→ **DOCUMENT**:
::::

The sense of one’s own worth unasserted and
unstrengthened, or once wounded and not healed, undermines a person’s faith in himself and in his powers. In the
depth of his personal spirit is formed a certain emptiness and hollowness,
robbing his life activity of strength, and rendering him incapable of firm and
courageous resistance to the forces of things and people. Any trial arouses in
him dismay, doubt in himself, and fear; trepidation and cowardice take hold of
his soul and lead him down the path of unworthy pliancy and passivity. Such a
person turns out to be capable neither of spiritual
self-assertion, because he converts it into an outburst of passions; nor of
psychic self-denial, because he does
not possess a living relation to the highest value, to the sacred object. True
self-denial is not a denial of spirit, but of the soul, in the name of spirit;
and for that reason it presupposes a true respect for spirit and for oneself,
and leads not to humiliation, but to the assertion of personal worth.
Not to respect oneself means to experience one’s own weakness in the good. And one who
accepts this weakness and becomes reconciled to it nurtures in himself a
diminished well-being and stands perpetually on the threshold of new
humiliations; once having “washed one’s hands” of oneself, one dwells
constantly on the verge of a new spiritual collapse, always more easily
overstepping the bounds of the moral and the legal. And one who does not become
reconciled with his weakness, but also cannot assert himself for the good,
tries to assert his power apart from the good or counter to it, and converts
his life into a mixture of cynicism and hypocrisy.

::::

→ **DATASET EXCERPTS**:
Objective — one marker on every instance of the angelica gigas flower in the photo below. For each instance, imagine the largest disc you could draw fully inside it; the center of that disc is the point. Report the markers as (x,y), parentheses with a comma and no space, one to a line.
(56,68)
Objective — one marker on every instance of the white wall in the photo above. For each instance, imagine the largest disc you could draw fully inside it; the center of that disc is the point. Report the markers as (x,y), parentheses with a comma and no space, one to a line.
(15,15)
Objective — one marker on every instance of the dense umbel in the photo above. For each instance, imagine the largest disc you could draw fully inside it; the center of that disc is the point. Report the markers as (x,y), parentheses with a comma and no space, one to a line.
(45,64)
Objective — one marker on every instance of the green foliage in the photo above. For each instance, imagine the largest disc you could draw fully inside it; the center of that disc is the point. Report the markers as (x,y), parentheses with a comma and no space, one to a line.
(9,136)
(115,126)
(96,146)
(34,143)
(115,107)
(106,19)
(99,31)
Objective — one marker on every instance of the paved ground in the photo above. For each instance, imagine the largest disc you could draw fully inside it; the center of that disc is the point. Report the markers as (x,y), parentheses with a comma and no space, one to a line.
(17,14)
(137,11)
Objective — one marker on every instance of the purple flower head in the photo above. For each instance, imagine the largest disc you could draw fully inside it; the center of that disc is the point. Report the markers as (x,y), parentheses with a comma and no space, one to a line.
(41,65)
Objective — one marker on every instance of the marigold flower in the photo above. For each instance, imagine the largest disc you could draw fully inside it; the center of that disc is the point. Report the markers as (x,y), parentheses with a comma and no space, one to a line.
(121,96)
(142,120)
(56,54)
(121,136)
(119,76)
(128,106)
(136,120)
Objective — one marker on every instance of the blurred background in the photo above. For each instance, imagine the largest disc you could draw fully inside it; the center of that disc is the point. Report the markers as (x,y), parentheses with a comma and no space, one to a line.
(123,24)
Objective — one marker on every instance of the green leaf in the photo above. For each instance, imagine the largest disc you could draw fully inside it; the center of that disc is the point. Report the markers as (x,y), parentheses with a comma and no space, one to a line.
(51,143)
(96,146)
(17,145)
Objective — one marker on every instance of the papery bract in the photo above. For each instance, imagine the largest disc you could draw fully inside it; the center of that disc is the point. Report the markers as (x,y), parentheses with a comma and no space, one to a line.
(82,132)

::::

→ **SET TASK 1**: In the passage on self-respect, what does true self-denial deny?
→ **SET TASK 2**: Quote the passage on self-respect from "Not to respect" to "cynicism and hypocrisy.".
The listing above comes from a different source than the passage on self-respect.

→ **FULL OUTPUT 1**: It denies the soul, in the name of spirit.

→ **FULL OUTPUT 2**:
Not to respect oneself means to experience one’s own weakness in the good. And one who
accepts this weakness and becomes reconciled to it nurtures in himself a
diminished well-being and stands perpetually on the threshold of new
humiliations; once having “washed one’s hands” of oneself, one dwells
constantly on the verge of a new spiritual collapse, always more easily
overstepping the bounds of the moral and the legal. And one who does not become
reconciled with his weakness, but also cannot assert himself for the good,
tries to assert his power apart from the good or counter to it, and converts
his life into a mixture of cynicism and hypocrisy.